### [EXERCISE DIRECTIONS]
Count the lines in the data records below that contain the string "dense", treating case as significant, and give only the number.

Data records
────────────────────
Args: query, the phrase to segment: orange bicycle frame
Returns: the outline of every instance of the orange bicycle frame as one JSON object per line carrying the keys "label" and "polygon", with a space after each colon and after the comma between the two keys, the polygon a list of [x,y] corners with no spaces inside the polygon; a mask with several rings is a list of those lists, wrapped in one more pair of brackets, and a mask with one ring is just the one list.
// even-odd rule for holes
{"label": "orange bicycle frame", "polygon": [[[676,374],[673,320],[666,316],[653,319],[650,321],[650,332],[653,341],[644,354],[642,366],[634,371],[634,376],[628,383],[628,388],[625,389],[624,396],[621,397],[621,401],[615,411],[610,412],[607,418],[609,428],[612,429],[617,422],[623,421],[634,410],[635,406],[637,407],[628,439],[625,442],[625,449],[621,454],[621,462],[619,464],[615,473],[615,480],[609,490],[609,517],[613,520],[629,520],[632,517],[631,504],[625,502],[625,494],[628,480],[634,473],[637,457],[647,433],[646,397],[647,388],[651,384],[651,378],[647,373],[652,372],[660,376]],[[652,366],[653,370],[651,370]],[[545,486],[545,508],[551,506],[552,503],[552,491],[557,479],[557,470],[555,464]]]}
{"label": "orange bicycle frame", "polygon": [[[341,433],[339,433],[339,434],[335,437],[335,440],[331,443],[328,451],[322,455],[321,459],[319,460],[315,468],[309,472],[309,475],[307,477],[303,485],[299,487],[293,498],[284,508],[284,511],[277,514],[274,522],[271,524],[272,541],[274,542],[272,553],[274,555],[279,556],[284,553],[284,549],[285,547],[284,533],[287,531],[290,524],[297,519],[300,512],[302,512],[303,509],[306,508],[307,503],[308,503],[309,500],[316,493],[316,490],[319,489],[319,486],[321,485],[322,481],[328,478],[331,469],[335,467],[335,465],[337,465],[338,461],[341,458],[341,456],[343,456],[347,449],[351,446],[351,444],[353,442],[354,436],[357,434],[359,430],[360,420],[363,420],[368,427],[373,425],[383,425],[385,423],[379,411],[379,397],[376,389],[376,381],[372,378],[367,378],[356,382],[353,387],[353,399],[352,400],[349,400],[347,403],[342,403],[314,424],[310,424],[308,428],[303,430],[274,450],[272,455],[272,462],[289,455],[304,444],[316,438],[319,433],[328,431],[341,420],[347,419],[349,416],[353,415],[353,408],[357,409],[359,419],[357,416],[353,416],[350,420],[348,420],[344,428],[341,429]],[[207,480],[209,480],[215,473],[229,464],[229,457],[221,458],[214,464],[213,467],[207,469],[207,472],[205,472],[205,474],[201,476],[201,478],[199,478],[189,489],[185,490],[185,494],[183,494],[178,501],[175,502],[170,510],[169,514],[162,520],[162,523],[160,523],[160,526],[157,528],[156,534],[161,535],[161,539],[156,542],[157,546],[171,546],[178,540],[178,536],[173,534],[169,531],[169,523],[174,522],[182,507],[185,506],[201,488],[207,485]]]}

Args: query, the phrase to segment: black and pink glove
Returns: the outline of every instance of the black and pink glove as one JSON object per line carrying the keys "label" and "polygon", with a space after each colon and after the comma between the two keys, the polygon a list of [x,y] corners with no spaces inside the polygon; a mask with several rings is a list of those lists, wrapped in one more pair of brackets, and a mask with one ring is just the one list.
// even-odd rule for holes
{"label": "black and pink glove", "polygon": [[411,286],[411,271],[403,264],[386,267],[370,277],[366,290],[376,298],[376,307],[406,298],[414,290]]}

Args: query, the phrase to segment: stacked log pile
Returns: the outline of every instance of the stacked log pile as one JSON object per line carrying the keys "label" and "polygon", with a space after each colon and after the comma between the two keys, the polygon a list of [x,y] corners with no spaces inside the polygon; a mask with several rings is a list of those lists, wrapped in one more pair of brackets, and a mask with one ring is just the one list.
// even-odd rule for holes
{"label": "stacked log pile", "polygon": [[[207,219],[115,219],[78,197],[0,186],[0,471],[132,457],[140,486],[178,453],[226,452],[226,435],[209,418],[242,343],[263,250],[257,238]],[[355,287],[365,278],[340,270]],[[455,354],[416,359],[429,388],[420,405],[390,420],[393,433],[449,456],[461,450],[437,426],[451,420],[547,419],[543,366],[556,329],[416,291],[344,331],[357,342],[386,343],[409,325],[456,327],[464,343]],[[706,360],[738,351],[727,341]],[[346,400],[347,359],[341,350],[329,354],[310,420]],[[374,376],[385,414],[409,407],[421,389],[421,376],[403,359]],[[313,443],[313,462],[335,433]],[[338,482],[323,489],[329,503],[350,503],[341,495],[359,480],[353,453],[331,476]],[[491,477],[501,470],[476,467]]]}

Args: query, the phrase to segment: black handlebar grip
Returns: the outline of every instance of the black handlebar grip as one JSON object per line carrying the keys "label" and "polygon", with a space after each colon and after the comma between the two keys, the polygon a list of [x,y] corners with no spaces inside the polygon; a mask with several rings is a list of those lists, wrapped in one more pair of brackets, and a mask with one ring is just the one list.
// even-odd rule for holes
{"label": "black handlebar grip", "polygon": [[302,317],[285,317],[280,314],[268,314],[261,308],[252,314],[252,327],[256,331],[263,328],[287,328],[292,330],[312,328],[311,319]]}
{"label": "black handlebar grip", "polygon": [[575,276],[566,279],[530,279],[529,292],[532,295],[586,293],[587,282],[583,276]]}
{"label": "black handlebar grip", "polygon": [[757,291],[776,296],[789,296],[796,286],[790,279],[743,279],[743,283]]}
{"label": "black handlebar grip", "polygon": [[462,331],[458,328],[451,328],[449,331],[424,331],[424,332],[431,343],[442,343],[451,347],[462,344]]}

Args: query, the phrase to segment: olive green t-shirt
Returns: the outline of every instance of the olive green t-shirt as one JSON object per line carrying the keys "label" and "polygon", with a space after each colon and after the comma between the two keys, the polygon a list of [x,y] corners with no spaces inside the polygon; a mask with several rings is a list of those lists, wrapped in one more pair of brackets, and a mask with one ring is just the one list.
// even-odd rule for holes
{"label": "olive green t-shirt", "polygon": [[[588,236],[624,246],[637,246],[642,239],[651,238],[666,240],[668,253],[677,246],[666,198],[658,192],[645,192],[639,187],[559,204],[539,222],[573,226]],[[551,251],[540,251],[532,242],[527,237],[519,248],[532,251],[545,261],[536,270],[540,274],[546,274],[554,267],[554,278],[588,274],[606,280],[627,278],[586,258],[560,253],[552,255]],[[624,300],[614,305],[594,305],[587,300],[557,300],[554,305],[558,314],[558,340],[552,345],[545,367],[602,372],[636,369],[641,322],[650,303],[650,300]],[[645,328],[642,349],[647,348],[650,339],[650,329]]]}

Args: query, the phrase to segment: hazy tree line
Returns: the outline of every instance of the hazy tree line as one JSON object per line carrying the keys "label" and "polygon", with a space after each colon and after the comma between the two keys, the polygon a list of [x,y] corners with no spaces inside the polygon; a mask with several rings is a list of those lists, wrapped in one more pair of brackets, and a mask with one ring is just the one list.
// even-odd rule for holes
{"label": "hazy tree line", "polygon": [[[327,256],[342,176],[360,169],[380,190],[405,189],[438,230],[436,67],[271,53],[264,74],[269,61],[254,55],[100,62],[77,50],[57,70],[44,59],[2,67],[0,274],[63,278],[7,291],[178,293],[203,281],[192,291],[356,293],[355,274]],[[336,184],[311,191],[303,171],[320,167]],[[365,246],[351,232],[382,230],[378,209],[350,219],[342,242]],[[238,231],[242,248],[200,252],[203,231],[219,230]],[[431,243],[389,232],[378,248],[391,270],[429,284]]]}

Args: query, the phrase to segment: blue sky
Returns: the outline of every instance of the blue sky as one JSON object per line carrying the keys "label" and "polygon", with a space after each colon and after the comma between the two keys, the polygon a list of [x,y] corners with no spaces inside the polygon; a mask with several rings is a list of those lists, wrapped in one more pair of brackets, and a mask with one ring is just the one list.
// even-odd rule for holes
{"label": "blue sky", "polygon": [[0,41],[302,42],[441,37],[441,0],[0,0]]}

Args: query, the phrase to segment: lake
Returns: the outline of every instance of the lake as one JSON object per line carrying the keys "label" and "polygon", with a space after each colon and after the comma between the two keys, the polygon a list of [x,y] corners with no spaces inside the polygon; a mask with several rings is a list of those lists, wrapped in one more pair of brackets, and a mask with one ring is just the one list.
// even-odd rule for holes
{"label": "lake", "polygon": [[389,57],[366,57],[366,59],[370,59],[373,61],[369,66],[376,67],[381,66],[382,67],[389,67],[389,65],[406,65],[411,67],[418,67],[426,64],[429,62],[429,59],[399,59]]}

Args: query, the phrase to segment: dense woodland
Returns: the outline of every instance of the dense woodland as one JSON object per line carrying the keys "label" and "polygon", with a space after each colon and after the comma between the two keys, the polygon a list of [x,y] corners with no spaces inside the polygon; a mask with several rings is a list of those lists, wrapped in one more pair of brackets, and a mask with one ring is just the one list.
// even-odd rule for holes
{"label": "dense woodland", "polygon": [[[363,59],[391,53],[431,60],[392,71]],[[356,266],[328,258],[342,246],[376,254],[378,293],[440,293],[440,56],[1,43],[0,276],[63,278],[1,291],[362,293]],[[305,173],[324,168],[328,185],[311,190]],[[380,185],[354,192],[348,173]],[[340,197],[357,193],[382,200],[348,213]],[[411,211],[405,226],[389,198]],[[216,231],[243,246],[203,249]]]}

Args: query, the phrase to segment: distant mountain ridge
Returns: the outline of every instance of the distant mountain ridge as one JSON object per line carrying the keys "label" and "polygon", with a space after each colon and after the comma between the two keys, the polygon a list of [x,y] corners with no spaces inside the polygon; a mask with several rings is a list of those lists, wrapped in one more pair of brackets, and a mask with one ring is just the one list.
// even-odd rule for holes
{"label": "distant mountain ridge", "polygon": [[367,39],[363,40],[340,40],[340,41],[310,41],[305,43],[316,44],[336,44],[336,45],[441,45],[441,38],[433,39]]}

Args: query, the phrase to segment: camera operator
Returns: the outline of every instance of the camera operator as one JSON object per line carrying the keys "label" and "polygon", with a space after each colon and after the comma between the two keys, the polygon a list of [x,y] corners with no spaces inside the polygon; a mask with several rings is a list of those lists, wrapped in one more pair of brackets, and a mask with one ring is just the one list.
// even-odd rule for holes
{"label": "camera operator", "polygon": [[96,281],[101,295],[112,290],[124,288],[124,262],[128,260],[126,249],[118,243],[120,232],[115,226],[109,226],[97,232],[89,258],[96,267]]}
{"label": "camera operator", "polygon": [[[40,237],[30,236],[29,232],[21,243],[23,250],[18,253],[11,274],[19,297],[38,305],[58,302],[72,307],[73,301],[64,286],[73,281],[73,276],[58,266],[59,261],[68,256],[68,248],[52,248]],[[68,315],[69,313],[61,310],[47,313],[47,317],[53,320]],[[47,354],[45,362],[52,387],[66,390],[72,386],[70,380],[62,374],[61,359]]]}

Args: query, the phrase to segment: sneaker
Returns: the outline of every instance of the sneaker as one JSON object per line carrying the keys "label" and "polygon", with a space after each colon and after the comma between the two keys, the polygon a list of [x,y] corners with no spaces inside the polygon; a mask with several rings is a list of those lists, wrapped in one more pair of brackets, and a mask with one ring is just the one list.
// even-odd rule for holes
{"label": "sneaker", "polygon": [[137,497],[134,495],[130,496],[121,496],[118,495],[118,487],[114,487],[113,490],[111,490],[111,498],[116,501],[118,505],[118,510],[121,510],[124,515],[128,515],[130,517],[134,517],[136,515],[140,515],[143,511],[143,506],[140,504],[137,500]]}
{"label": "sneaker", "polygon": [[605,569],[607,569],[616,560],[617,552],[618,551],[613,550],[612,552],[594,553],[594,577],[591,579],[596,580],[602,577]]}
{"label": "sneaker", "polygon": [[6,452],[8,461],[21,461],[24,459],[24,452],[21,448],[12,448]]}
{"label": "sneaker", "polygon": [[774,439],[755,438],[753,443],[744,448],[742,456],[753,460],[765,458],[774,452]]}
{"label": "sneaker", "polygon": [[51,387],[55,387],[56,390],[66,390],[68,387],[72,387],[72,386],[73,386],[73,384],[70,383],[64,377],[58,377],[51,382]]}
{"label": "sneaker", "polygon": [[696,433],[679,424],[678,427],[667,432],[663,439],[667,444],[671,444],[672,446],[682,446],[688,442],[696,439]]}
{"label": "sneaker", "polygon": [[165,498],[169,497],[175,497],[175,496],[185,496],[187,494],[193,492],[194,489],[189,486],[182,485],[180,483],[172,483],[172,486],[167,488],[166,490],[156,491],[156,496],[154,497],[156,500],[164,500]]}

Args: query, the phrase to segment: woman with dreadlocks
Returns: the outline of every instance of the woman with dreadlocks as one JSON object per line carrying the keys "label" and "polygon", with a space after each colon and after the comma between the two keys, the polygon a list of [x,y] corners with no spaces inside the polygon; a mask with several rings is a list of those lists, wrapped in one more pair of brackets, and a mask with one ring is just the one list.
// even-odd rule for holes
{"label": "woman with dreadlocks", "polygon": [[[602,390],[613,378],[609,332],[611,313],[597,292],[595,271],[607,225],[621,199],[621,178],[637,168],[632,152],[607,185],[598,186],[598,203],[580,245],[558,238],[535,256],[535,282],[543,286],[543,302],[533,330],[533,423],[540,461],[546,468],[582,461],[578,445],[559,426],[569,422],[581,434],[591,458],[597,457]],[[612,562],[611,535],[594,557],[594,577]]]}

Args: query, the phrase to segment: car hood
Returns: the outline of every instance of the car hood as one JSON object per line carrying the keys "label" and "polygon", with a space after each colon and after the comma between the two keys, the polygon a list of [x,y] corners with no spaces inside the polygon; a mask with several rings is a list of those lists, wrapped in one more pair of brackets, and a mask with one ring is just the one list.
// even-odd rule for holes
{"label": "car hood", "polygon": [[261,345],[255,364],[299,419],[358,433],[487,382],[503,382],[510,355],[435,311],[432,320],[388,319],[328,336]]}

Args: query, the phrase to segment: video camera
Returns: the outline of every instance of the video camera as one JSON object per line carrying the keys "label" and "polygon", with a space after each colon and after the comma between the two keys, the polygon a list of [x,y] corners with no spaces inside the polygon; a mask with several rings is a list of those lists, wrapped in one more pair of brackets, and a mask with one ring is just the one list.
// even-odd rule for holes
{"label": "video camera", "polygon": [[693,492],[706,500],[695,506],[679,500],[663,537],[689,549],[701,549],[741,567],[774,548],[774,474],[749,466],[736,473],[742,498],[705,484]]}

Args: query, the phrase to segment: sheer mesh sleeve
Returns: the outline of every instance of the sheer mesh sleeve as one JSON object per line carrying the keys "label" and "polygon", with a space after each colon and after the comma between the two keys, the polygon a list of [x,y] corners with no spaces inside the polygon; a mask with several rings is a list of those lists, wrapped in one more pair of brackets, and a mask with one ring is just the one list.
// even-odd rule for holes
────────────────────
### [THE OUTPUT]
3